### Assigned task
Going from the line that contains "box: [405, 140, 538, 350]" down to the last line in the listing below, reproduce every line exactly and include no others.

********

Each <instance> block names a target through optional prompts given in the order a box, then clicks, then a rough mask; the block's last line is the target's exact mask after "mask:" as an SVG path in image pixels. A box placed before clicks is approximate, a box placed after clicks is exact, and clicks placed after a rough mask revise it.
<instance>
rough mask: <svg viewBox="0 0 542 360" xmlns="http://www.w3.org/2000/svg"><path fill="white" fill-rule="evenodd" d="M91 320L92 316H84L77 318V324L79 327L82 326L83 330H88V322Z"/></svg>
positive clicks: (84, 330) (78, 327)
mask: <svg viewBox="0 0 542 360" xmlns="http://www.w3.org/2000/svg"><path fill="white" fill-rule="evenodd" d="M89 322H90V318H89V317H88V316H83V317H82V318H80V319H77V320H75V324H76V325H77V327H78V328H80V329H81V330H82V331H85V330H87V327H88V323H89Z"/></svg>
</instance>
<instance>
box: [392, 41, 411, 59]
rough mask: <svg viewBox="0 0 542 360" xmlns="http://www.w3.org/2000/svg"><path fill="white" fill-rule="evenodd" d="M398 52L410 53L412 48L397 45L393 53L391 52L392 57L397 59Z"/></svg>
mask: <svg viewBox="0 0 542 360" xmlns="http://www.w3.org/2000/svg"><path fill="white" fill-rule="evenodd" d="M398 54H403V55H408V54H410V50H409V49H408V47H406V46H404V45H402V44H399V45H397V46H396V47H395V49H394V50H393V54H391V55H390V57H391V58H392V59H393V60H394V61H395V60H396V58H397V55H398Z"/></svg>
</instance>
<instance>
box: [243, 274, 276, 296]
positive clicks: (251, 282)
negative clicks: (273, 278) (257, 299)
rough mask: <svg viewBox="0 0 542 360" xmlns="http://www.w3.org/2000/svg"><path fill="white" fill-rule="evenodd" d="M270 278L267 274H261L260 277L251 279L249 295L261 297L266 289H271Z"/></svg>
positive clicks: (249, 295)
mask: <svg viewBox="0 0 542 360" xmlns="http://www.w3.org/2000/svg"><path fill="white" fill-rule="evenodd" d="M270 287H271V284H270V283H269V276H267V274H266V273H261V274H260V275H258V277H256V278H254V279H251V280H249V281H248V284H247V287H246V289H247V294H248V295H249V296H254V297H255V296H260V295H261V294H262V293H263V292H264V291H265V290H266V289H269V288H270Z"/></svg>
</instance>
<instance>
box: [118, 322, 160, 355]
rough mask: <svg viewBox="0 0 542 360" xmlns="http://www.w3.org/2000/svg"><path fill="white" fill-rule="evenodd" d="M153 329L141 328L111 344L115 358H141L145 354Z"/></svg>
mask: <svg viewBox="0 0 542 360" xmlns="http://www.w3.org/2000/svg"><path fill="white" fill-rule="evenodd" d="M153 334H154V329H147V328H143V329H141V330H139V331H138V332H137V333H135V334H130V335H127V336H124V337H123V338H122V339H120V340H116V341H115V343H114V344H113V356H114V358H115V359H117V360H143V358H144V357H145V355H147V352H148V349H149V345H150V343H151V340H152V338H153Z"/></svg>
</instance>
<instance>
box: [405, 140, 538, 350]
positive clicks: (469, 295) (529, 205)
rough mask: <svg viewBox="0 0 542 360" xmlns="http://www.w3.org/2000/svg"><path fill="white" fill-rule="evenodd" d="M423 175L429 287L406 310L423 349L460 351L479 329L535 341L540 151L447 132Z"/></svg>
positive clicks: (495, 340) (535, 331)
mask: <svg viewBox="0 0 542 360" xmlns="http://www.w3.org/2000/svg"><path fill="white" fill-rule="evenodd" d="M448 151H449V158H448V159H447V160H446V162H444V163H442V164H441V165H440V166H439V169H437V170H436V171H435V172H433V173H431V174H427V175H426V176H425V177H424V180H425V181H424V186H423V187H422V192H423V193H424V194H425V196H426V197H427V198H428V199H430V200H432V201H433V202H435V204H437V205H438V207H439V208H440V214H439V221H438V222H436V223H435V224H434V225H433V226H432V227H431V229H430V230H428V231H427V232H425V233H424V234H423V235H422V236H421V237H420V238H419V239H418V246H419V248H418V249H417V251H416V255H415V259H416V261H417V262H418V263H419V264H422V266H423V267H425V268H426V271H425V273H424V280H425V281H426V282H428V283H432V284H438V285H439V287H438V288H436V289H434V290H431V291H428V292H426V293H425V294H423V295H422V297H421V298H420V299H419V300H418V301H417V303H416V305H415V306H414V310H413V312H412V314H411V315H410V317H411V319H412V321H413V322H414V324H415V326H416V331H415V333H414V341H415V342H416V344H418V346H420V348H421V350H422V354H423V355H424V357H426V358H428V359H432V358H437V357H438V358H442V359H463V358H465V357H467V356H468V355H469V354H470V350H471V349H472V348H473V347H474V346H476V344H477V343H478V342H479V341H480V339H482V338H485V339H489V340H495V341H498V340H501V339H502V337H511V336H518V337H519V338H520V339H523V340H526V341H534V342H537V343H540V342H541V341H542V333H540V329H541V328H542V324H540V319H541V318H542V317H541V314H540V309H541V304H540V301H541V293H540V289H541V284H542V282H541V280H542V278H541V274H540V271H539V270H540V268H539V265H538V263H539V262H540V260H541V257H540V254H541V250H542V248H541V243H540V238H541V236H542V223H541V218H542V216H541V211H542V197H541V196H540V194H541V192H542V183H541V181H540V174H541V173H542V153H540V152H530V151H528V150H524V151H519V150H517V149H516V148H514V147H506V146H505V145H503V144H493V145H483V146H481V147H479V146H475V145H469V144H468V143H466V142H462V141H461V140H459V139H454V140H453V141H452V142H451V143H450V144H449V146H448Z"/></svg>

********

### Solution to this exercise
box: [405, 140, 538, 350]
positive clicks: (469, 295) (529, 205)
rough mask: <svg viewBox="0 0 542 360" xmlns="http://www.w3.org/2000/svg"><path fill="white" fill-rule="evenodd" d="M423 175L429 287L406 310L423 349L460 351L479 329L535 341L540 151L447 132Z"/></svg>
positive clicks: (495, 340) (535, 331)
mask: <svg viewBox="0 0 542 360" xmlns="http://www.w3.org/2000/svg"><path fill="white" fill-rule="evenodd" d="M448 151H449V158H448V159H447V160H446V162H444V163H442V164H441V165H440V166H439V169H437V170H436V171H435V172H433V173H431V174H427V175H426V176H425V177H424V180H425V181H424V186H423V187H422V192H423V193H424V194H425V196H426V197H427V198H428V199H430V200H432V201H433V202H435V204H437V205H438V207H439V208H440V214H439V221H438V222H436V223H435V224H434V225H433V226H432V227H431V229H430V230H428V231H427V232H425V233H424V234H423V235H422V236H421V237H420V238H419V239H418V246H419V248H418V249H417V251H416V255H415V259H416V261H417V262H418V263H419V264H422V266H423V267H425V268H426V271H425V273H424V280H425V281H426V282H428V283H432V284H438V285H439V287H438V288H436V289H434V290H431V291H428V292H426V293H425V294H423V295H422V297H421V298H420V299H419V300H418V301H417V303H416V305H415V306H414V310H413V312H412V314H411V315H410V317H411V319H412V321H413V322H414V324H415V326H416V331H415V333H414V341H415V342H416V344H418V346H420V348H421V350H422V354H423V355H424V357H426V358H428V359H432V358H437V357H438V358H442V359H463V358H465V357H467V356H468V355H469V354H470V350H471V349H472V348H473V347H474V346H476V344H477V343H478V342H479V341H480V339H482V338H485V339H489V340H495V341H498V340H501V339H502V337H511V336H518V337H519V338H520V339H523V340H526V341H534V342H537V343H540V342H541V341H542V333H540V329H541V328H542V324H540V319H541V318H542V317H541V314H540V309H541V304H540V301H541V293H540V289H541V284H542V282H541V280H542V278H541V274H540V271H539V270H540V268H539V265H538V263H539V262H540V260H541V257H540V254H541V250H542V248H541V243H540V238H541V236H542V223H541V218H542V216H541V211H542V197H541V196H540V194H541V192H542V183H541V181H540V174H541V173H542V153H540V152H530V151H528V150H524V151H519V150H517V149H516V148H514V147H506V146H505V145H503V144H493V145H483V146H481V147H479V146H475V145H469V144H468V143H466V142H462V141H461V140H459V139H454V140H453V141H452V142H451V143H450V144H449V146H448Z"/></svg>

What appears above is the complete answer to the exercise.